## BEGIN DOCUMENT TEXT

Terms of Service
TERMS AND CONDITIONS OF SALE – SERVICES
These Terms and Conditions explain the basis under which the Service Provider will provide
the Services to the Client for the price described at clause 0. The Client should read these Terms and Conditions carefully to make sure that they understand what is agreed.
In these Terms and Conditions, the following words and phrases have the following meanings:
‘Client’ the person or company buying the Services
‘Confirmation of Acceptance’ the Service Provider’s confirmation that the Client’s order has been accepted and a binding agreement has been formed for the supply of the Services ‘Parties’ the Client and the Service Provider ‘Party’ either one of the Client or the Service Provider ‘Service Provider’ the person or company selling the Services; contact details at the end of these Terms and Conditions ‘Services’ the services that the Client is purchasing ‘Terms and Conditions’ this document detailing the rights and responsibilities of the Parties
2.1 The Service Provider is under a legal duty to supply the Services using reasonable care and skill.
2.2 The Services will be performed so far as reasonably practicable, at such time or times as the Service Provider shall decide. Any times, dates or periods given by the Service Provider for provision of the Services are estimates only. The Service Provider will make reasonable efforts
to comply with any such time estimates, and will perform the Services within a reasonable time. However, time is not of the essence in respect of the Service Provider’s performance of the Services.
3.1 By ordering Services from the Service Provider, the Client makes an offer to buy the Services for the price given by the Service Provider. There is no binding contract between the Parties at the time when the order is made.
3.2 The Service Provider will contact the Client by email to confirm the order. This Confirmation of Acceptance is the Service Provider’s acceptance of the order made by the Client. When the Confirmation of Acceptance is received, there will be a binding contract between the Parties in
accordance with these Terms and Conditions. The binding contract will only be for the Services that are included in the Confirmation of Acceptance.
4 PRICE AND PAYMENT
4.1 The Client must make payments in accordance with any schedule agreed with the Service Provider. VAT will be charged at the rate prevailing at the time that payment is due.
4.2 Where an estimate of the total price has been provided by the Service Provider, the final price for the Services may be higher or lower than the estimate. Circumstances where the price may be different from an estimate include, but are not limited to:
4.2.1 the Services taking longer to complete than could have reasonably been anticipated;
4.2.2 the Client making any changes to the Services after the price is agreed; or
4.2.3 changes to the prices charged by any of the Service Provider’s suppliers.

## END DOCUMENT TEXT

TO DO ▸
(a) In the terms of service, by what means does the Service Provider confirm the Client's order?
(b) Resume the terms of service, starting after the final clause shown.

## BEGIN DATASET ROWS

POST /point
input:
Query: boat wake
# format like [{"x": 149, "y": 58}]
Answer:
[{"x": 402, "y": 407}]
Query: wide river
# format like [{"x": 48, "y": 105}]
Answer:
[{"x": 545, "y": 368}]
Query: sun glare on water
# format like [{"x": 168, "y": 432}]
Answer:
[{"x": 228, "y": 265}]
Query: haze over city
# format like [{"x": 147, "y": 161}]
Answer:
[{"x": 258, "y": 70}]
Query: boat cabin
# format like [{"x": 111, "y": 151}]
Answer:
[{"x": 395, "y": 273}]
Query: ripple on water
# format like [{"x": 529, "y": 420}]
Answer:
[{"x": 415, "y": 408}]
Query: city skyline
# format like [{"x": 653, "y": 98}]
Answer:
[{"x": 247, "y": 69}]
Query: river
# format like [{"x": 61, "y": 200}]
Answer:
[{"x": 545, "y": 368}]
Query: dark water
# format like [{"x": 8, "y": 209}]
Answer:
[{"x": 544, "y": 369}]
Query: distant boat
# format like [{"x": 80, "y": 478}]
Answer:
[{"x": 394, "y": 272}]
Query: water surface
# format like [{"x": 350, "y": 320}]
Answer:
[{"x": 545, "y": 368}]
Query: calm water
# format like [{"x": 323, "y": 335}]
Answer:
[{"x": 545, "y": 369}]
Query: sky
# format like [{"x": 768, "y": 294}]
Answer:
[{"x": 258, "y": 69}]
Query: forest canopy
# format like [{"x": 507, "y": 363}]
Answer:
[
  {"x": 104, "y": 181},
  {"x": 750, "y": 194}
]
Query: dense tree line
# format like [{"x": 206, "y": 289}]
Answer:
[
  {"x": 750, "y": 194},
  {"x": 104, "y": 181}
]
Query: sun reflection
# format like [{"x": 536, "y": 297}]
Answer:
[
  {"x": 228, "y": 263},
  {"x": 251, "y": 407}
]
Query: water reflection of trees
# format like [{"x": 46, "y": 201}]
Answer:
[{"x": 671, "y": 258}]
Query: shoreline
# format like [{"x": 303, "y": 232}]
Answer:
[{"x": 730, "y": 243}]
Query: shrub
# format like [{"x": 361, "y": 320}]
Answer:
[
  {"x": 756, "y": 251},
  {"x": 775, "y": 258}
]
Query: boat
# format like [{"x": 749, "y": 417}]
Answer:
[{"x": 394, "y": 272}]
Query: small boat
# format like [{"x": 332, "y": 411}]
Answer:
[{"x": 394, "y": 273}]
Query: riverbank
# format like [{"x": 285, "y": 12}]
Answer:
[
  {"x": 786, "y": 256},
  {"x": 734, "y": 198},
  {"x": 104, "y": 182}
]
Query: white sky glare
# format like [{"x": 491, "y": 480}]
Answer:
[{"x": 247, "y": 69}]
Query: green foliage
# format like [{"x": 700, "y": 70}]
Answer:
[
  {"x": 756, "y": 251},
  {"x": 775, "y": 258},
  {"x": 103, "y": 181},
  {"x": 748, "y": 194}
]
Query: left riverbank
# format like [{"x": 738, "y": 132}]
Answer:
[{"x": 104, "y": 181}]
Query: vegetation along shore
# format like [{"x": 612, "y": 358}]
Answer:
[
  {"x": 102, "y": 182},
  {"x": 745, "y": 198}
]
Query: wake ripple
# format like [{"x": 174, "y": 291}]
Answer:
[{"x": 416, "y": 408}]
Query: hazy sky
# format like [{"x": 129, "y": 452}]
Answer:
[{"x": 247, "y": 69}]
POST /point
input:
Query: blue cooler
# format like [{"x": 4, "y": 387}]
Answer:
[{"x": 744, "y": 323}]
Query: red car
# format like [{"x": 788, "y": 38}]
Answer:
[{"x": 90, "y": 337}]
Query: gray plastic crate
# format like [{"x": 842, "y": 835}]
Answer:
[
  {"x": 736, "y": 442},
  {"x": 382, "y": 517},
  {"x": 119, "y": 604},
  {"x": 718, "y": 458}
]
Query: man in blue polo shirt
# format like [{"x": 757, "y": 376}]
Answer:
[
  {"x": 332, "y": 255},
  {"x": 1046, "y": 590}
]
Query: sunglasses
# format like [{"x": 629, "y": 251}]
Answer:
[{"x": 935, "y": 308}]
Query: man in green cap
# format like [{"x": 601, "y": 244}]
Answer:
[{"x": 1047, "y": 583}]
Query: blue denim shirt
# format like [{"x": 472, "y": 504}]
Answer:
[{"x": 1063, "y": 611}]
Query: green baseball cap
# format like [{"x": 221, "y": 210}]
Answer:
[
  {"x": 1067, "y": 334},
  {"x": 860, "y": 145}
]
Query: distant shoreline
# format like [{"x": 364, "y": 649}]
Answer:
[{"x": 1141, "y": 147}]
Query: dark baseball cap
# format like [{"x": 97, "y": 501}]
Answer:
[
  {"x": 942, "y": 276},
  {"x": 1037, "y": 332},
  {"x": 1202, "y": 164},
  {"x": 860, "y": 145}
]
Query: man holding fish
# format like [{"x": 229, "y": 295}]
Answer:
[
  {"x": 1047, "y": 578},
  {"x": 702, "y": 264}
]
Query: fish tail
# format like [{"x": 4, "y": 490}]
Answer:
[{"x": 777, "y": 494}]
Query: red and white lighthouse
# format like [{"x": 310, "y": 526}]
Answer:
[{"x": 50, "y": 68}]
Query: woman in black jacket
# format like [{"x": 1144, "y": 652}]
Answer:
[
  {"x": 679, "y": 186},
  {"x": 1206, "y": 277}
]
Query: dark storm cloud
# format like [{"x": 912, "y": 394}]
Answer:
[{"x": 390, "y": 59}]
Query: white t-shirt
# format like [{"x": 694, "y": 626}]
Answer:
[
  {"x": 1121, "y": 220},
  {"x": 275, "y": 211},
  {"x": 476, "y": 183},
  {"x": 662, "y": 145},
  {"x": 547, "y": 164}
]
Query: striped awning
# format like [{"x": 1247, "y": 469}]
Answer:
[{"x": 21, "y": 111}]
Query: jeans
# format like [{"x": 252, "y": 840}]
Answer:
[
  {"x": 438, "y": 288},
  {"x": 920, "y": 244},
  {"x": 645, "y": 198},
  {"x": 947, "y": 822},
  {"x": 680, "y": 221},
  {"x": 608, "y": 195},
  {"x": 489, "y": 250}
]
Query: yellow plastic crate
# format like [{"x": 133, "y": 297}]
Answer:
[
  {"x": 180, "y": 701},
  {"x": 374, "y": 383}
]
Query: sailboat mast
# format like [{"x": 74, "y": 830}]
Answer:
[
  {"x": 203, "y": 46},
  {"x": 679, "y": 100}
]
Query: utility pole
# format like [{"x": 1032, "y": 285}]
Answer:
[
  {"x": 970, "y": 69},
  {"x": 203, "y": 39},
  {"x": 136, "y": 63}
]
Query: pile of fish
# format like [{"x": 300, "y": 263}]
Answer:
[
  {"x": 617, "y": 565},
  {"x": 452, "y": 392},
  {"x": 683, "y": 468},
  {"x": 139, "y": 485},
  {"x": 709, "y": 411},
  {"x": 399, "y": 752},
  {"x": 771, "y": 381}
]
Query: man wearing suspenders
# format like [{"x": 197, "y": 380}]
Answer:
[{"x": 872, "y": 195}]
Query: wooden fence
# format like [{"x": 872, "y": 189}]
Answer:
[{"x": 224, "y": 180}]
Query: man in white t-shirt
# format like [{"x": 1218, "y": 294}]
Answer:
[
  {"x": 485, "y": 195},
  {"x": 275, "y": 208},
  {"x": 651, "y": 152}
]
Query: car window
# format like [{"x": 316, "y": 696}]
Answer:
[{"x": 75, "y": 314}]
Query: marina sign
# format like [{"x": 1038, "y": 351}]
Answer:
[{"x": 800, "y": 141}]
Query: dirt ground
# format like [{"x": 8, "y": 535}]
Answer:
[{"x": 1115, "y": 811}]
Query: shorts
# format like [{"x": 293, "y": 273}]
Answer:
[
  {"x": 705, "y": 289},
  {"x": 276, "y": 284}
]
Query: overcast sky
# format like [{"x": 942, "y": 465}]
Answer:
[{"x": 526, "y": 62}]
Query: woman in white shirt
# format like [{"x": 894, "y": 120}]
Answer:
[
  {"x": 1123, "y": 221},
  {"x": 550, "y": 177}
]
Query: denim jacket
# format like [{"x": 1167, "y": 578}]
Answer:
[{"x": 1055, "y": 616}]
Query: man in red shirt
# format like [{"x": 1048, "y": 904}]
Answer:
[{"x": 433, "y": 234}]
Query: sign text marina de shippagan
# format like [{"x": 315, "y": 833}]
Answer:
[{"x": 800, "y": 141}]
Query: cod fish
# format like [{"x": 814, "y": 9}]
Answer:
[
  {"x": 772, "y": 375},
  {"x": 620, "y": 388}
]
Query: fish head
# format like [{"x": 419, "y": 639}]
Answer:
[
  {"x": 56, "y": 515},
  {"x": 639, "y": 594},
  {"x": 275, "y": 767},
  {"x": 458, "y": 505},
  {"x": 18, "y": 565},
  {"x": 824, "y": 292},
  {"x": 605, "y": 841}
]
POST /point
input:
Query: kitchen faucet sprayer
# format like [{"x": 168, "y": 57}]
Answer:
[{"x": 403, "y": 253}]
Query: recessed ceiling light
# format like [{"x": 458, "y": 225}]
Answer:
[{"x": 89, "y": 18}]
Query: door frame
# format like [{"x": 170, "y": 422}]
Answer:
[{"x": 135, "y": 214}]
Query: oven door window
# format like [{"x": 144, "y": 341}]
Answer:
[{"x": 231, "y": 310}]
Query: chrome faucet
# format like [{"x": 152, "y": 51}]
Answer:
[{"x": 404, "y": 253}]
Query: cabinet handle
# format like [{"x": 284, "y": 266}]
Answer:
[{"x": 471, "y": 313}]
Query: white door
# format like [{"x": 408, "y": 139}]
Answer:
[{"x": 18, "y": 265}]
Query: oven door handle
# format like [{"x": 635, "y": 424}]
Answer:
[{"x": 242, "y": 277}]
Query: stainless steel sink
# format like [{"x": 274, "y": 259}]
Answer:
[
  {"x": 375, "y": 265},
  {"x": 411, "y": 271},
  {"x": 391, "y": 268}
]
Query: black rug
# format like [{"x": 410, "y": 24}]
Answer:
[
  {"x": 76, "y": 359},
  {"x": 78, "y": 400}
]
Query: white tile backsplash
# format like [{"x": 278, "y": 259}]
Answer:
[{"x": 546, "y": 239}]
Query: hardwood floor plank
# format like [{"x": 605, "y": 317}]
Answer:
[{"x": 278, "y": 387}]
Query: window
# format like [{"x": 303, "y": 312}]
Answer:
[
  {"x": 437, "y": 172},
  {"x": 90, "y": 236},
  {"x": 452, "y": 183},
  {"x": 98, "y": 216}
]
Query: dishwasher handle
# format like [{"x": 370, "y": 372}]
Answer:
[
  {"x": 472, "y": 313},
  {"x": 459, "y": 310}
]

## END DATASET ROWS

EXERCISE RESULTS ▸
(a) By email.

(b)
4.3 Without prejudice to any other legal right or remedy:
4.3.1 if any agreed payment is not received by the Service Provider by the due date, they can charge interest on the outstanding sum or sums. Interest will be charged at 10% per annum above the Bank of England base rate, accruing daily from the due date until
payment is made;
4.3.2 if the amounts not paid to the Service Provider when due total 10% or more of the total value of the Services, the Service Provider is entitled to suspend the performance of any remaining Services until the outstanding payments are made; and
4.3.3 the Client will not refuse to pay any amount which is owed to the Service Provider where there is only a minor or inconsequential defect or error in the performance of the Services.
5 CLIENT’S RESPONSIBILITIES
5.1 The Client shall co-operate fully with the Service Provider in the performance of the Services. Co-operation shall include, but is not limited to:
5.1.1 responding promptly and properly to any correspondence, request, query or communication from or on behalf of the Service Provider;
5.1.2 promptly providing any information, documentation, instruction, support or other assistance as the Service Provider reasonably requires;
5.1.3 promptly making any space, resources or facilities available as may reasonably be required by the Service Provider; and
5.1.4 paying any and all sums due on time.
5.2 If the Client does not comply fully and properly with their responsibilities under this clause, the
Service Provider may, without prejudice to their legal rights:
5.2.1 charge the Client for any costs or expenses thereby reasonably incurred; or
5.2.2 suspend the provision of the Services until such time as the Client complies, so far as
reasonably practicable, with their responsibilities under these Terms and Conditions.
6.1 The Service Provider can, at its absolute discretion, choose to retain or instruct sub-contractors to carry out the Services in whole or part.
7 AGENCY OR PARTNERSHIP
7.1 Nothing in these Terms and Conditions is intended to or does imply any partnership, fiduciary relationship, joint venture, agency or any other relationship between the Parties, save as provided for in these Terms and Conditions.
8 LIABILITY AND INDEMNITY
8.1 Nothing in these Terms and Conditions seeks to limit the liability of the Service Provider for fraudulent acts or omissions, death or personal injury caused in connection with the provision of the Services, whether arising in contract, negligence, tort, breach of statutory duty or otherwise.
8.2 Neither Party shall be liable to the other whether in contract, negligence, tort, breach of statutory duty or otherwise for any loss or damage sustained by the other Party indirectly or consequentially and including but not limited to economic loss or loss of profits, goodwill or business in general.
8.3 Subject to the rest of this clause, the Service Provider’s total liability to the Client will not, in any circumstances, exceed the total amount of the price payable by the Client.
8.4 In the event that the Client or their servants or agents breach these Terms and Conditions, or are negligent in their actions, the Client will, to the fullest extent permitted by law, indemnify the Service Provider against any liability, loss, claim, damage, expense suffered by the Service Provider as a result.
9 PROPERTY AND INTELLECTUAL PROPERTY
9.1 Any property or intellectual property rights in any material owned by the Service Provider shall belong to the Service Provider and the Client shall not cause or permit anything to endanger those rights or title, or permit, assist or encourage others to do so.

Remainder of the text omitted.